» **DATA RECORDS**:
==============================

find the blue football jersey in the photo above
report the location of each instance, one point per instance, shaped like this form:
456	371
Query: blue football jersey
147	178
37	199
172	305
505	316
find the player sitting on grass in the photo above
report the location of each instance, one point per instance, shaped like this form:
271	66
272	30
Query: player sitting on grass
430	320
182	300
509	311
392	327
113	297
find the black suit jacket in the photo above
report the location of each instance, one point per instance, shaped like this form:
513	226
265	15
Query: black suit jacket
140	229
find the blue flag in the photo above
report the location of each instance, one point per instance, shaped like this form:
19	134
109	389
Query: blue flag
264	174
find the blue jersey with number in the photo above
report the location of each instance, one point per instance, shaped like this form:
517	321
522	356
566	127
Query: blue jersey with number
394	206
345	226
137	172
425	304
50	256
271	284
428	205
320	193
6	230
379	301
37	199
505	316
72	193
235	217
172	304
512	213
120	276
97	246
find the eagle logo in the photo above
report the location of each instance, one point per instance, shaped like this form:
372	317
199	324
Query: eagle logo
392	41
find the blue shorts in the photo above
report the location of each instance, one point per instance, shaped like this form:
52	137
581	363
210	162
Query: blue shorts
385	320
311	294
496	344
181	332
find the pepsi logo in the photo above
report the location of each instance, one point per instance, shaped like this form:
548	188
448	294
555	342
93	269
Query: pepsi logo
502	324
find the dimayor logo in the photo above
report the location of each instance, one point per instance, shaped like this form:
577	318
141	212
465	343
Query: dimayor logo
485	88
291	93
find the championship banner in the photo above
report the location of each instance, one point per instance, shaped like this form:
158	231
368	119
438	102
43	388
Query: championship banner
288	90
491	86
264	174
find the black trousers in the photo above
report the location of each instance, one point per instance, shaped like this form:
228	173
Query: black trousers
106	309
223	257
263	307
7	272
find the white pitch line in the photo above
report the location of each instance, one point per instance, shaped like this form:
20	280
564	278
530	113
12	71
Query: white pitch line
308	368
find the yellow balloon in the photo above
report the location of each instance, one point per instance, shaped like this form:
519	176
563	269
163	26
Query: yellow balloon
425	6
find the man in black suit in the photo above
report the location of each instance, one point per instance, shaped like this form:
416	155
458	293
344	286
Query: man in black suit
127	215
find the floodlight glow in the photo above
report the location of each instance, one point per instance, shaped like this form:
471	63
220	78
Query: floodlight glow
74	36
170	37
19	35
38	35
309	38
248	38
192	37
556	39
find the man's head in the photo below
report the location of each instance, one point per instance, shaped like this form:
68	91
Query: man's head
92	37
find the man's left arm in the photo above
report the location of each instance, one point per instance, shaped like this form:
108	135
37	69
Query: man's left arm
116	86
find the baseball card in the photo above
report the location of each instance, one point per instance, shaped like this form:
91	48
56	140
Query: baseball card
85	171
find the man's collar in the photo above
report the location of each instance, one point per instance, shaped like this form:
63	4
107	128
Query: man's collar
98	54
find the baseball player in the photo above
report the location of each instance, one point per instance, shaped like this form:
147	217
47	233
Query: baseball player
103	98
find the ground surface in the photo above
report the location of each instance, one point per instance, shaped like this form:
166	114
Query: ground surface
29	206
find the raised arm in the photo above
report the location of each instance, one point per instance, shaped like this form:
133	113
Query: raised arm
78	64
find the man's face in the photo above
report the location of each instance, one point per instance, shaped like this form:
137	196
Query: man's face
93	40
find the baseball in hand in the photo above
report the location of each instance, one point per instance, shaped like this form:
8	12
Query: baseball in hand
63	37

==============================

» **ASSIGNMENT**: Copy verbatim, from the listing above, each line from the one containing "Query: dimayor logo" down to the one containing "find the black trousers in the photo above", inclusive.

» **TASK OUTPUT**:
Query: dimayor logo
485	88
291	93
find the championship banner in the photo above
report the location of each instance, one point per instance, shaped like this form:
158	231
368	119
438	102
43	388
Query: championship banner
288	90
491	86
264	174
find the black trousers in the photo above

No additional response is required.